== THE DATA ==
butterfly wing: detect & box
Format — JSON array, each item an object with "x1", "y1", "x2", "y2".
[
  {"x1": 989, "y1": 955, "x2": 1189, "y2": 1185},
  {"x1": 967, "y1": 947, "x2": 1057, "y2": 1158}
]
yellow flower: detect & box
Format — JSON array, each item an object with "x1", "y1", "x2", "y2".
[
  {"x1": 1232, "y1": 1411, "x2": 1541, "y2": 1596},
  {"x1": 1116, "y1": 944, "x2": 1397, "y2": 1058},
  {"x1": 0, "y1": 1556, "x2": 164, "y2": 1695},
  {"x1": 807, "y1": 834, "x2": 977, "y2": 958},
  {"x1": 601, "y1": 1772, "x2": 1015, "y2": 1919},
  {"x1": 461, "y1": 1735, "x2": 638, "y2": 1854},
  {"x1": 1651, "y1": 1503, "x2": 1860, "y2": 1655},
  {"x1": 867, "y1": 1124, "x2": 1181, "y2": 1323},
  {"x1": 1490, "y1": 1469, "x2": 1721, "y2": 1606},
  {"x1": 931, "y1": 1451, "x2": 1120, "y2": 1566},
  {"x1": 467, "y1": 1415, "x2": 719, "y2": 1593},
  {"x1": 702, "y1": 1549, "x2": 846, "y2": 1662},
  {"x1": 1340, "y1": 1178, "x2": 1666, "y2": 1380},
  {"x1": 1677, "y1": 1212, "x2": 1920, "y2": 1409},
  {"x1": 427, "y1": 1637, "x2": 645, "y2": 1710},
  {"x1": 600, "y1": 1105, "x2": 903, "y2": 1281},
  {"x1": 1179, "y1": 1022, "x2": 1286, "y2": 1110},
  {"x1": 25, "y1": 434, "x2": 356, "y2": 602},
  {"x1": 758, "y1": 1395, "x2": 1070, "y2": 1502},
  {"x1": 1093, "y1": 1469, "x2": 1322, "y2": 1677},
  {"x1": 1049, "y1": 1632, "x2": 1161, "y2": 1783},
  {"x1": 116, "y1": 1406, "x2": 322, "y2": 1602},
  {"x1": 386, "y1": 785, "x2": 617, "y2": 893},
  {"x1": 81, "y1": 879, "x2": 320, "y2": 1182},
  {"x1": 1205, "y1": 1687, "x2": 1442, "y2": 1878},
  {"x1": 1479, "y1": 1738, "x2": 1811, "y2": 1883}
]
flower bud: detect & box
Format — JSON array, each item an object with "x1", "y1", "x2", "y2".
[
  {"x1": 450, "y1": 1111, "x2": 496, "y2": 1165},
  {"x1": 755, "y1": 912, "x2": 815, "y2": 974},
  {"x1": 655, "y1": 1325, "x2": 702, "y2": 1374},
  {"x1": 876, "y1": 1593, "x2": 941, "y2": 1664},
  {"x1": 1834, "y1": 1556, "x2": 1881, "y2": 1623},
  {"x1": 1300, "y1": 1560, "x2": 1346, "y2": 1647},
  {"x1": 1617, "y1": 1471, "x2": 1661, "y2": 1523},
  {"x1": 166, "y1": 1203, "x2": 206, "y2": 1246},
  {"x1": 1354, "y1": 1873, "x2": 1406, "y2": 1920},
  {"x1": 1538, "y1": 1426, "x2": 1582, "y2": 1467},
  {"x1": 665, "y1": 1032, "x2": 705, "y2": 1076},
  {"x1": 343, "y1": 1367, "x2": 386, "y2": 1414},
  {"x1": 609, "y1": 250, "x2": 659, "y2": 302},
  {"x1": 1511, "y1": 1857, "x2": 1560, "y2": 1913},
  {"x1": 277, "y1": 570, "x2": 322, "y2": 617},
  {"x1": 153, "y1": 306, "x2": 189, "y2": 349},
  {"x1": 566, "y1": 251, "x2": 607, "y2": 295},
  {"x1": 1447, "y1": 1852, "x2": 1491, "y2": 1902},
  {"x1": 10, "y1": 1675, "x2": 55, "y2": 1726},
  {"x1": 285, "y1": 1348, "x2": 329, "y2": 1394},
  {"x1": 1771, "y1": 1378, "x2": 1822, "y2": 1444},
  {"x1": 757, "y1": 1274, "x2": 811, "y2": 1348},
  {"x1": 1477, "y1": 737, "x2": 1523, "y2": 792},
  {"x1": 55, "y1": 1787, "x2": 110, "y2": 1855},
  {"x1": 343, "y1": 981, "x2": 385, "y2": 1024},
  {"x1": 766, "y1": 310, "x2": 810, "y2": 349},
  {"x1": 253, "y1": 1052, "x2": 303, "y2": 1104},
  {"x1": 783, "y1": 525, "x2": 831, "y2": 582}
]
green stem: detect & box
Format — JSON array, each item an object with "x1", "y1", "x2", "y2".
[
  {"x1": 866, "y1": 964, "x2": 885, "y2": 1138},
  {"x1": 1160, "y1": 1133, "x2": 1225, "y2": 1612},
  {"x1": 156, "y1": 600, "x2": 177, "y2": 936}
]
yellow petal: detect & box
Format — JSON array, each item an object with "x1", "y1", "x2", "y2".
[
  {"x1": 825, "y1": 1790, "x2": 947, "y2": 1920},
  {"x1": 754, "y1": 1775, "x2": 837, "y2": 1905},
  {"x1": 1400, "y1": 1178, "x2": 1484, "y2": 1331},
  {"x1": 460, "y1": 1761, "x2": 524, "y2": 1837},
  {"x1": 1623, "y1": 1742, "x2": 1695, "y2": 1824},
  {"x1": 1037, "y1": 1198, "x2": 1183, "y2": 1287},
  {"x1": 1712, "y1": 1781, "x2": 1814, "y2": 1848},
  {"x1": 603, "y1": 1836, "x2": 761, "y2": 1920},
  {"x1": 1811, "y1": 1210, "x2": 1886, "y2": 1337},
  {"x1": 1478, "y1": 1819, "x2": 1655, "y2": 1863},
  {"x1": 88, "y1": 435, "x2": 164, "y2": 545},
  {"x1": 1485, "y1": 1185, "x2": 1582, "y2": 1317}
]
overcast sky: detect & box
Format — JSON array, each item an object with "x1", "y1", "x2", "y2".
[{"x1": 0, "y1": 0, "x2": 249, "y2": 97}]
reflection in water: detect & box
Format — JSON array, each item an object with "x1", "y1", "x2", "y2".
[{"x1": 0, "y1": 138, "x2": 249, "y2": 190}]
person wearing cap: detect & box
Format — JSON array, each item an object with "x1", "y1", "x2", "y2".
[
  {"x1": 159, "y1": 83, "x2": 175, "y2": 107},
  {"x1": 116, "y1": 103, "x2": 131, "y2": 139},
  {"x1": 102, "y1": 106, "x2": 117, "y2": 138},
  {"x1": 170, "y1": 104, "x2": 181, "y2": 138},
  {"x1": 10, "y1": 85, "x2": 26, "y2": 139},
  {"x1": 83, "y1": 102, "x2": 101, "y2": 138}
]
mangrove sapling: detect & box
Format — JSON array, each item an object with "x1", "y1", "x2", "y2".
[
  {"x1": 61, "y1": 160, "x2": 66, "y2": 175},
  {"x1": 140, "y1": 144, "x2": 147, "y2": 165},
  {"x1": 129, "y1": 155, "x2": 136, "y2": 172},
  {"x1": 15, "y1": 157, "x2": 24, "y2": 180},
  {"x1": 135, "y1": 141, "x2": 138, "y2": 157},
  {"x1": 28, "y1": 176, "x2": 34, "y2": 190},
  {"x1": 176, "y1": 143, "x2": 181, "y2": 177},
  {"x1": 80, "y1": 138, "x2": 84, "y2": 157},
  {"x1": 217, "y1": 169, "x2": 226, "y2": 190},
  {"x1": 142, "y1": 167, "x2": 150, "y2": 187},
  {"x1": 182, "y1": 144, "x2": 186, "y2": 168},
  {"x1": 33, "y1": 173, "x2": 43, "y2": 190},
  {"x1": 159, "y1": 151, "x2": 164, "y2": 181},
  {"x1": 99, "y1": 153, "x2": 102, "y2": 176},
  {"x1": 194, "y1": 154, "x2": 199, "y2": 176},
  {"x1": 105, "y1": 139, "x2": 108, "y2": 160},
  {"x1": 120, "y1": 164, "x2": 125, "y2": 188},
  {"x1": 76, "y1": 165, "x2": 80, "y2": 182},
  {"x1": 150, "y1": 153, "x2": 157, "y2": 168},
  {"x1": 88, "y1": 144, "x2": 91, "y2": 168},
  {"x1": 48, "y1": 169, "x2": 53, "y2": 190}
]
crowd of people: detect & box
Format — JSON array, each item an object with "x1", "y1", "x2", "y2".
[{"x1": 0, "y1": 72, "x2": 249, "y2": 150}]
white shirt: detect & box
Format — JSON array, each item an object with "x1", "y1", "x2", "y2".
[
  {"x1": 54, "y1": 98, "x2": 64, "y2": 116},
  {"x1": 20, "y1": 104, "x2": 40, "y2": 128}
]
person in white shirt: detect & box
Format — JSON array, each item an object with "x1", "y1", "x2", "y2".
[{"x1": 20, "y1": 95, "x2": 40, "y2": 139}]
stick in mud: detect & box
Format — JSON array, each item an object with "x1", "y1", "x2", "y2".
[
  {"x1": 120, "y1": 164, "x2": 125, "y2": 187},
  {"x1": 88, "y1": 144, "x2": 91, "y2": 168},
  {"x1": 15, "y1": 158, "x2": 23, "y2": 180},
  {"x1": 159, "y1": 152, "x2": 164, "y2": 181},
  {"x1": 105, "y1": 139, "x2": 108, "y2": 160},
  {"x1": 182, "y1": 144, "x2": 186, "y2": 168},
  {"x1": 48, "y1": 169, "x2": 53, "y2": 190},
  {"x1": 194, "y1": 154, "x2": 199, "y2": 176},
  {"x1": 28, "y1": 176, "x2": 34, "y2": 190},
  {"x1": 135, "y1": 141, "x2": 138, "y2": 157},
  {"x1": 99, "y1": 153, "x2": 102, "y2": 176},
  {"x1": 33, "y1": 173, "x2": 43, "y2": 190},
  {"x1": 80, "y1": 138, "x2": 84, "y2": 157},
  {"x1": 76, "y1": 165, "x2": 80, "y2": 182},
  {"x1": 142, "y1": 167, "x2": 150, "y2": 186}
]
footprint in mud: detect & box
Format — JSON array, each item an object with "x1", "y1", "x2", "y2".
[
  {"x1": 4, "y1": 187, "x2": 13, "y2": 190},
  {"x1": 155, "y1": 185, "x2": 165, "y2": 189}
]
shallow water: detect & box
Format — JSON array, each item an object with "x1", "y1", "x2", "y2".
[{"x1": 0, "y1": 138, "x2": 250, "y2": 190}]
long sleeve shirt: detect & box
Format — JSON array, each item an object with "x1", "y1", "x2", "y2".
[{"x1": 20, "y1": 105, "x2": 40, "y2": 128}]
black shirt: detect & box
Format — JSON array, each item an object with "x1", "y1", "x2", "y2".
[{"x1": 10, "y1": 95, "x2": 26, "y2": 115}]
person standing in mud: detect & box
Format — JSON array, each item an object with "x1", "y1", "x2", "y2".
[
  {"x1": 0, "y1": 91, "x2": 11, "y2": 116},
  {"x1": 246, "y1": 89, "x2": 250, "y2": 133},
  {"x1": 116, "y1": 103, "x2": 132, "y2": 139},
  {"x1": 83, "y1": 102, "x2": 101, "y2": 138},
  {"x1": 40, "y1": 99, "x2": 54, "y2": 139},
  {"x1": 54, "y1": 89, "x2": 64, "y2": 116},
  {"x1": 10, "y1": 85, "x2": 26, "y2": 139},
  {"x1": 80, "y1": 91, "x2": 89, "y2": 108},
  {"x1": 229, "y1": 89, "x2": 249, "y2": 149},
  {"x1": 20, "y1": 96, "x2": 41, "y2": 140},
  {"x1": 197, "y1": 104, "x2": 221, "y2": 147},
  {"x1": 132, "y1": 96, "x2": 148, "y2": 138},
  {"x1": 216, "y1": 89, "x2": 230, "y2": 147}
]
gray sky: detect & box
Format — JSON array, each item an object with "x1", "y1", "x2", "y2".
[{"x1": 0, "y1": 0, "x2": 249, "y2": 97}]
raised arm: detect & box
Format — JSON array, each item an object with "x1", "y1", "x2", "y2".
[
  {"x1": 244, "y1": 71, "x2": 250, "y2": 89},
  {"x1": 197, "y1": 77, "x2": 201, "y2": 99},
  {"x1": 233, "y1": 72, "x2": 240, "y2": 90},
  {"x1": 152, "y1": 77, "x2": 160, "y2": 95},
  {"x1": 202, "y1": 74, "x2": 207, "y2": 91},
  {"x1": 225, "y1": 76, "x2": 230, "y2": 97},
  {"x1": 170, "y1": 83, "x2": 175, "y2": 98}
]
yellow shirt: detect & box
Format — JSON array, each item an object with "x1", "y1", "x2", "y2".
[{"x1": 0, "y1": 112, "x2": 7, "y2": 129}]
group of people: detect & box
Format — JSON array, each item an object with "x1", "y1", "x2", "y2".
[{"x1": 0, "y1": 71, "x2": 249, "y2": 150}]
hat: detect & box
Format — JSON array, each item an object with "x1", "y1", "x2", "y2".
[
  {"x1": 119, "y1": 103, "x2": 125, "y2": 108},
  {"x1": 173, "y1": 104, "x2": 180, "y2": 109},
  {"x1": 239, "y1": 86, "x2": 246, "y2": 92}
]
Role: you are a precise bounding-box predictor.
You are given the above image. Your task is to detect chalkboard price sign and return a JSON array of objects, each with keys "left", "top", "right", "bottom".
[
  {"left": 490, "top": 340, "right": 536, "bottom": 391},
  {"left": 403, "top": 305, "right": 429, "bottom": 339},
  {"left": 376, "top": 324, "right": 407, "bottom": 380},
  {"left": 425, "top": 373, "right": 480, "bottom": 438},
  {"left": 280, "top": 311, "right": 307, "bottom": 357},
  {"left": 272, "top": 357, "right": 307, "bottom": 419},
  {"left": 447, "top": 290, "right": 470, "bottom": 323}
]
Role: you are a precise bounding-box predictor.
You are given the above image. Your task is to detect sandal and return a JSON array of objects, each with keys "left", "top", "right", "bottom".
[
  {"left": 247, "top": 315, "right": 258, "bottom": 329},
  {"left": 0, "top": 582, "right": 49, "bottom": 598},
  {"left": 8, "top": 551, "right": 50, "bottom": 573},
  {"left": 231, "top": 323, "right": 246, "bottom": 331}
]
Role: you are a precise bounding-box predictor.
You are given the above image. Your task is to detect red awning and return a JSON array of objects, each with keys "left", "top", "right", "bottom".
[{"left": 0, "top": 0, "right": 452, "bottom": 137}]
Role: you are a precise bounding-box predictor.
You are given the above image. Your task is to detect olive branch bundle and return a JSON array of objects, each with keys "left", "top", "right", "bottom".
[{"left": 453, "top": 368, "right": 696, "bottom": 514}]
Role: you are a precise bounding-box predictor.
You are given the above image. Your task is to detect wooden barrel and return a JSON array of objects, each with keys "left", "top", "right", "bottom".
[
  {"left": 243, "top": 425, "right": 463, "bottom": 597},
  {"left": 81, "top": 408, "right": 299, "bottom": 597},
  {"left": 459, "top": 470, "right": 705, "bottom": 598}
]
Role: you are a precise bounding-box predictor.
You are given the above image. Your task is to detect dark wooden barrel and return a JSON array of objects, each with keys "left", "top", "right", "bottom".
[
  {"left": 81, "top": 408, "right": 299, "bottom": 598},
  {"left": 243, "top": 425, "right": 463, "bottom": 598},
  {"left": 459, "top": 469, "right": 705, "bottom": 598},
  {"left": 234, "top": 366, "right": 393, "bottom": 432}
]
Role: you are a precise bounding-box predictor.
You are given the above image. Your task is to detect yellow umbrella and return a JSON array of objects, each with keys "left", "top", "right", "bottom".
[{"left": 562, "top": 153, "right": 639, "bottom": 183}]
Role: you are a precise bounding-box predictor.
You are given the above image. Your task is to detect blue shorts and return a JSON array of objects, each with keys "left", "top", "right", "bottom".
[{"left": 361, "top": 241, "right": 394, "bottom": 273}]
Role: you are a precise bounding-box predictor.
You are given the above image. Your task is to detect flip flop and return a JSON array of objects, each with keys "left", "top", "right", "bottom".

== WHAT THE EXERCISE ASKS ==
Look through the records and copy down every line that holds "white".

== ANSWER SPACE ==
white shirt: detect & box
person in white shirt: detect & box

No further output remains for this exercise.